» What you are asked to do
Reproduce the rows starting at the one containing "Locate the ivy-covered" and ending at the one containing "xmin=52 ymin=83 xmax=187 ymax=182", with both included and all wording kept, the format sample included. Scale only the bounding-box coordinates given as answers by 0.3, rounding each to a whole number with halves rounded up.

» Data provided
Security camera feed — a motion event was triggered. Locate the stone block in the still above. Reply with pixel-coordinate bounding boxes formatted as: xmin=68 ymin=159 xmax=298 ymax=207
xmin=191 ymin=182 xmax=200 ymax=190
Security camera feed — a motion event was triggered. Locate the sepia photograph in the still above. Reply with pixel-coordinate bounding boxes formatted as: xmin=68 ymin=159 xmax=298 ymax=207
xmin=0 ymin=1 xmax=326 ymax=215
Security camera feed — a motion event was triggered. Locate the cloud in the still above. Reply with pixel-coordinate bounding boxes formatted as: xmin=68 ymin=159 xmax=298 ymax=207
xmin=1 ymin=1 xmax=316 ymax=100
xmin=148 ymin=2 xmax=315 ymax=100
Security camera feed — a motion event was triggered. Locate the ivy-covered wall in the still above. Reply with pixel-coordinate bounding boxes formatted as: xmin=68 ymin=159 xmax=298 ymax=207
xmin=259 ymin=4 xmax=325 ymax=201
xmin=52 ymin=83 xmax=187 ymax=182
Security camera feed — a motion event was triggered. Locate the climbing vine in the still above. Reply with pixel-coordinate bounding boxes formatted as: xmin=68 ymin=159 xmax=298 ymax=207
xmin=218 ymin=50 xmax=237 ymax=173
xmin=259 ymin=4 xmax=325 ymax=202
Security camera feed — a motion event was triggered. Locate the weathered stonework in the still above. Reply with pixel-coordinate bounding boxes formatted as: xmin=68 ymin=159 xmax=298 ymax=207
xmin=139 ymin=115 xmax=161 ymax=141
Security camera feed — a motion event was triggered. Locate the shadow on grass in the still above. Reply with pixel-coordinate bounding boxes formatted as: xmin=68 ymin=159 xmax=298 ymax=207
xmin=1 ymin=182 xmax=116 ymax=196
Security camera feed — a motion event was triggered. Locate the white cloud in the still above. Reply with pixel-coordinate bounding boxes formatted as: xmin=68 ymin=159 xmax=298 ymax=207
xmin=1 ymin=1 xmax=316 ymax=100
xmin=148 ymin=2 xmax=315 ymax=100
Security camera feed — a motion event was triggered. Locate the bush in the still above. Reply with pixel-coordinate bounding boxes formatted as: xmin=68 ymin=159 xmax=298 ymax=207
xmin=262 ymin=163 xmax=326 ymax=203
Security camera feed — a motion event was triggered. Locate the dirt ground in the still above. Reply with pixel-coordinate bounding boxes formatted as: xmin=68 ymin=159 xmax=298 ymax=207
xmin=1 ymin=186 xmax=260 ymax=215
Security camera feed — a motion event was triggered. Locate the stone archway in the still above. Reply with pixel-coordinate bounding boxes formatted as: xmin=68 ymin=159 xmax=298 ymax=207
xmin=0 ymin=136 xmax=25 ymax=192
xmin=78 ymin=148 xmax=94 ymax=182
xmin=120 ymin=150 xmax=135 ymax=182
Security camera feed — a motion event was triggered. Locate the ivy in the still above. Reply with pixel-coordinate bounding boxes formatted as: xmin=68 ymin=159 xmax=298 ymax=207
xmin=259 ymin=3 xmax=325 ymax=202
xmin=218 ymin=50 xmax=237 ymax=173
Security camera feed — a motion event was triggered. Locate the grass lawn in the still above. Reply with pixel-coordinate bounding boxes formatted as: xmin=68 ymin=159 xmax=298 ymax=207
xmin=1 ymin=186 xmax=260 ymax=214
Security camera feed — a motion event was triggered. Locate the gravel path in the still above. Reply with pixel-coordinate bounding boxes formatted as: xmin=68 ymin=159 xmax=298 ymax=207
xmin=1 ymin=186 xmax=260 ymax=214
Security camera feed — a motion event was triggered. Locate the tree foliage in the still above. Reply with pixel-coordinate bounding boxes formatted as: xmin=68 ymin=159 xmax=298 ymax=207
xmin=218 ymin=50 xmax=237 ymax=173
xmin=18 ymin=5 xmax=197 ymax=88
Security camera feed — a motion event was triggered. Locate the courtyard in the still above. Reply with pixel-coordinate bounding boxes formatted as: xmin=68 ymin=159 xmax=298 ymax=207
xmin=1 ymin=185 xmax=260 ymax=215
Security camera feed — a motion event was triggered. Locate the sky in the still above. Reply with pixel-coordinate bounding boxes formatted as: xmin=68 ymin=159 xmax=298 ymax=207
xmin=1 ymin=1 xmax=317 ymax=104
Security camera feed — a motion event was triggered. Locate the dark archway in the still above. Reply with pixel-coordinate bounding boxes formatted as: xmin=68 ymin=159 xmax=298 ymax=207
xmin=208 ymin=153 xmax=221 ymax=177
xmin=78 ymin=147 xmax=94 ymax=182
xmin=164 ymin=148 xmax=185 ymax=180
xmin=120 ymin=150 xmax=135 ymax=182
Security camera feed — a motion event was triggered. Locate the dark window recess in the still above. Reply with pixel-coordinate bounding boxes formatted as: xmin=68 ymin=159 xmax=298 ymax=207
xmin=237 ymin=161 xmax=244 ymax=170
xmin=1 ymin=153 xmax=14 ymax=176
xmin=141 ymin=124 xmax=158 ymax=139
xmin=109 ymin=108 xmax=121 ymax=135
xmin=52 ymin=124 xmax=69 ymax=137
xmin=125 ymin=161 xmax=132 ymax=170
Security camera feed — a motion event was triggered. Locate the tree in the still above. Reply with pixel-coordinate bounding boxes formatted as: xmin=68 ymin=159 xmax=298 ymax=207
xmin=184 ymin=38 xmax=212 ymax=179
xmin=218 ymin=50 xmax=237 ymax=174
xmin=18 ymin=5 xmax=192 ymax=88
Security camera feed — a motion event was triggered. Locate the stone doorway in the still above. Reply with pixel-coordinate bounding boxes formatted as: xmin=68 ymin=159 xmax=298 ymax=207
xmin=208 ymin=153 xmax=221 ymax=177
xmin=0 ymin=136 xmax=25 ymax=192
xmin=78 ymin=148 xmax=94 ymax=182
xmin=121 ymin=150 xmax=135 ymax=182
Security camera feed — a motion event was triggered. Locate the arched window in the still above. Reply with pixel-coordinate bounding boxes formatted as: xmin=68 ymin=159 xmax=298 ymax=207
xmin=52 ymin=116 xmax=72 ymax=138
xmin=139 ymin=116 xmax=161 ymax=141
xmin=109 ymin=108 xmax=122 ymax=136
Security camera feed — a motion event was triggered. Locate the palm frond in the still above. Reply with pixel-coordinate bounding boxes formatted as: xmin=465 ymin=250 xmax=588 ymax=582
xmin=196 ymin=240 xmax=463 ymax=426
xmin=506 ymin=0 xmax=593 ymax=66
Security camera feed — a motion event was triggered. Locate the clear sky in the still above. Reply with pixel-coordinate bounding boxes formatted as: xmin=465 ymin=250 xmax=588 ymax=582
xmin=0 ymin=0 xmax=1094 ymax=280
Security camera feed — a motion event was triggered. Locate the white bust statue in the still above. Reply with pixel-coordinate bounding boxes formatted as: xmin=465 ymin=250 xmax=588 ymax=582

» Written solution
Security camera feed — a motion event was triggered. Locate the ivy-covered wall in the still above. Reply with pixel-coordinate bounding boxes formatted as: xmin=68 ymin=159 xmax=298 ymax=207
xmin=78 ymin=1 xmax=98 ymax=60
xmin=16 ymin=25 xmax=56 ymax=55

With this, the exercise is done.